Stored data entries

☆ ☆ ☆ ☆ ☆ ☆ ☆

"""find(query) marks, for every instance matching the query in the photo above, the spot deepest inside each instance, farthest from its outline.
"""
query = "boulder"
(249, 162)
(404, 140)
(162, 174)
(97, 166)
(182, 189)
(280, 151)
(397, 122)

☆ ☆ ☆ ☆ ☆ ☆ ☆

» The task: Extract all of the data above and output it character for character.

» Response to this exercise:
"""find(query) marks, for every instance matching the query in the photo above, the spot deepest inside each instance, farthest from its outline.
"""
query = "boulder"
(249, 162)
(404, 140)
(162, 174)
(97, 166)
(182, 189)
(280, 151)
(397, 122)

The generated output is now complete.